------ Input

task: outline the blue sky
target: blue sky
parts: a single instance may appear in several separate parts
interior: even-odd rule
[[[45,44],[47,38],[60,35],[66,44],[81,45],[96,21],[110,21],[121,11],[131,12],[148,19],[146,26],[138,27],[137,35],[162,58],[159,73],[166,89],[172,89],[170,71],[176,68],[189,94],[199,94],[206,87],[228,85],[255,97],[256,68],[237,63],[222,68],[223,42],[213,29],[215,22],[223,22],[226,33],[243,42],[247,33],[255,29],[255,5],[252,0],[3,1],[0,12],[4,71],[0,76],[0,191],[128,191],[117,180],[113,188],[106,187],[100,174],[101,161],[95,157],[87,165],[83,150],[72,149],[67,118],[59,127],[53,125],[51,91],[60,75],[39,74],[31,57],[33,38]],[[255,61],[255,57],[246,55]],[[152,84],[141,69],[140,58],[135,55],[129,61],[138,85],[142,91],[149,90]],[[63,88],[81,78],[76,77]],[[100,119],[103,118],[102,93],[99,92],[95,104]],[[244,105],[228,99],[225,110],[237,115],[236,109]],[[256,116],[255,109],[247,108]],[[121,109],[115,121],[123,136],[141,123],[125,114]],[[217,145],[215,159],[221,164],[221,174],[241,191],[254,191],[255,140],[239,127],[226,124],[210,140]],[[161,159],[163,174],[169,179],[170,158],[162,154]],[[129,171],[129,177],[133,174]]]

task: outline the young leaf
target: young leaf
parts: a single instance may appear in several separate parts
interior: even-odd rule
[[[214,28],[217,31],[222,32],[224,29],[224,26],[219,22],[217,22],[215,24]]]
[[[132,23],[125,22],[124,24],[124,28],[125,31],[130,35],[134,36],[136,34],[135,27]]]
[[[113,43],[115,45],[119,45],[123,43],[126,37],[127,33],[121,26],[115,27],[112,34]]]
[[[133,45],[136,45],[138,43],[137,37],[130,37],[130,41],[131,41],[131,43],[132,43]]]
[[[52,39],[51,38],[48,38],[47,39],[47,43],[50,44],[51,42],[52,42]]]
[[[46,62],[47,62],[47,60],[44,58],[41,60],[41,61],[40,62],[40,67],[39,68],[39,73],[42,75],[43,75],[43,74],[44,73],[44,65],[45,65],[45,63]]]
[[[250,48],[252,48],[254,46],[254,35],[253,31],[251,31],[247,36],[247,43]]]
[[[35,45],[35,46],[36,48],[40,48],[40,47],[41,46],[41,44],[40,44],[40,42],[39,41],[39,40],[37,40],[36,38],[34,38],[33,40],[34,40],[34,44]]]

------------

Problem details — Repeat word for word each line from the one with "task: outline the young leaf" to the end of the records above, inclusive.

Solution below —
task: outline the young leaf
target: young leaf
parts: a single instance may appear in several separate parts
interior: even-odd rule
[[[214,28],[217,31],[222,32],[224,29],[224,26],[219,22],[217,22],[215,24]]]
[[[132,23],[125,22],[124,24],[124,28],[125,31],[130,35],[134,36],[136,34],[135,27]]]
[[[113,43],[115,45],[119,45],[123,43],[126,37],[127,33],[121,26],[115,27],[112,34]]]
[[[133,45],[136,45],[138,43],[137,37],[130,37],[130,41],[131,41],[131,43],[132,43]]]
[[[52,39],[51,38],[48,38],[47,39],[47,43],[50,44],[51,42],[52,42]]]
[[[46,62],[47,62],[47,60],[44,58],[41,60],[41,61],[40,62],[40,67],[39,68],[39,73],[42,75],[43,75],[43,74],[44,73],[44,65],[45,65],[45,63]]]
[[[250,48],[252,48],[254,46],[254,35],[253,31],[251,31],[247,36],[247,43]]]
[[[35,45],[35,46],[36,48],[40,48],[40,47],[41,46],[41,44],[40,44],[40,42],[39,41],[39,40],[37,40],[36,38],[34,38],[33,40],[34,40],[34,44]]]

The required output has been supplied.